● DATA PROVIDED:
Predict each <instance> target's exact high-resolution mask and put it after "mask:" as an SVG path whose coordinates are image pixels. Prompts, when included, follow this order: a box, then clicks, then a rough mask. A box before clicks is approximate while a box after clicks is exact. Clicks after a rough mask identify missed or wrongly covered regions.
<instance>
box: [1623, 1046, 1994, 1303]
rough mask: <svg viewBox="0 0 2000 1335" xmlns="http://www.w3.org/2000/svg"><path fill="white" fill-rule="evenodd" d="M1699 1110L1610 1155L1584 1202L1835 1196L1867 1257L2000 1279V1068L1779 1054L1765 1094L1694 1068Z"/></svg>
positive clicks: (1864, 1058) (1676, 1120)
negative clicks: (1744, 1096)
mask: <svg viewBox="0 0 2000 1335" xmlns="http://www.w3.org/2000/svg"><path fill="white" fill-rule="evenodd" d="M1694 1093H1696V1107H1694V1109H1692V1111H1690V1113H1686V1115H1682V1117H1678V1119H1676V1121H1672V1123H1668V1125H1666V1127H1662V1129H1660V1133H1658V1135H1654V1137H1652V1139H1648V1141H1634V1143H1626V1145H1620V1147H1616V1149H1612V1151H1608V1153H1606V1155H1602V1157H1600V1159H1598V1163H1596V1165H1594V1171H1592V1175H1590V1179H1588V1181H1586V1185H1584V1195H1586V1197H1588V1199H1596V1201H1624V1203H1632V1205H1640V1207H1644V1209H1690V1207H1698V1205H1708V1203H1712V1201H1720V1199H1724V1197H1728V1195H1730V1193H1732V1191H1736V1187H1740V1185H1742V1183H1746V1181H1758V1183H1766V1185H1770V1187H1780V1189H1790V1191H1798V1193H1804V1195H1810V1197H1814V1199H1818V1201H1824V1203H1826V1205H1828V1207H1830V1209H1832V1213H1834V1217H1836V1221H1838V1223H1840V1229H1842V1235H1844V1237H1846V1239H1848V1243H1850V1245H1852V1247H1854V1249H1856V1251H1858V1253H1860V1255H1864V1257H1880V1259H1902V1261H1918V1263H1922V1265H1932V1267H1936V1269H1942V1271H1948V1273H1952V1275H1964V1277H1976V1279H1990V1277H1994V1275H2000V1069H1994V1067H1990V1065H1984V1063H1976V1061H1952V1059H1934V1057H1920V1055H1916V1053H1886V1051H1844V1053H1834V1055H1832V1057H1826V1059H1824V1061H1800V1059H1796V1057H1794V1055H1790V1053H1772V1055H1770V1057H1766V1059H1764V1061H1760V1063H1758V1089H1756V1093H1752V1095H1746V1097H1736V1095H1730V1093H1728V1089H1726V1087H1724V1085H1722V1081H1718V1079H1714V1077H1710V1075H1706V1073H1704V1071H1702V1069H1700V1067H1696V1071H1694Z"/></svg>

● WORK INSTRUCTION: Change every "rough mask" in the items to "coarse mask" and write out all the lines again, leaving everything else as it is.

● WRITTEN ANSWER:
Predict each <instance> target's exact high-resolution mask and put it after "mask:" as an SVG path whose coordinates are image pixels. Prompts, when included, follow this order: a box, then clicks, then a coarse mask. A box before clicks is approximate while a box after clicks is exact. Clicks after a coarse mask identify missed or wrongly covered regions.
<instance>
box: [1623, 1046, 1994, 1303]
coarse mask: <svg viewBox="0 0 2000 1335" xmlns="http://www.w3.org/2000/svg"><path fill="white" fill-rule="evenodd" d="M1699 1110L1610 1155L1584 1202L1835 1196L1867 1257L2000 1279V1068L1779 1054L1765 1094L1694 1068Z"/></svg>
positive clicks: (1864, 1058) (1676, 1120)
negative clicks: (1744, 1096)
mask: <svg viewBox="0 0 2000 1335" xmlns="http://www.w3.org/2000/svg"><path fill="white" fill-rule="evenodd" d="M1694 1093H1696V1107H1694V1109H1692V1111H1690V1113H1686V1115H1682V1117H1678V1119H1676V1121H1672V1123H1668V1125H1666V1127H1662V1129H1660V1133H1658V1135H1654V1137H1652V1139H1648V1141H1634V1143H1626V1145H1620V1147H1616V1149H1612V1151H1608V1153H1606V1155H1602V1157H1600V1159H1598V1163H1596V1165H1594V1171H1592V1175H1590V1179H1588V1181H1586V1185H1584V1195H1586V1197H1588V1199H1596V1201H1624V1203H1632V1205H1640V1207H1644V1209H1690V1207H1698V1205H1708V1203H1712V1201H1720V1199H1724V1197H1728V1195H1730V1193H1732V1191H1736V1187H1740V1185H1742V1183H1746V1181H1758V1183H1766V1185H1770V1187H1780V1189H1790V1191H1798V1193H1804V1195H1810V1197H1814V1199H1818V1201H1824V1203H1826V1205H1828V1207H1830V1209H1832V1213H1834V1217H1836V1221H1838V1223H1840V1229H1842V1235H1844V1237H1846V1239H1848V1243H1850V1245H1852V1247H1854V1249H1856V1251H1858V1253H1860V1255H1864V1257H1880V1259H1902V1261H1918V1263H1922V1265H1932V1267H1936V1269H1942V1271H1948V1273H1952V1275H1964V1277H1976V1279H1990V1277H1994V1275H2000V1069H1994V1067H1990V1065H1984V1063H1976V1061H1952V1059H1934V1057H1920V1055H1916V1053H1886V1051H1844V1053H1834V1055H1832V1057H1826V1059H1824V1061H1800V1059H1796V1057H1794V1055H1790V1053H1772V1055H1770V1057H1766V1059H1764V1061H1760V1063H1758V1089H1756V1093H1752V1095H1746V1097H1736V1095H1730V1093H1728V1089H1726V1087H1724V1085H1722V1081H1718V1079H1714V1077H1710V1075H1706V1073H1704V1071H1702V1069H1700V1067H1696V1071H1694Z"/></svg>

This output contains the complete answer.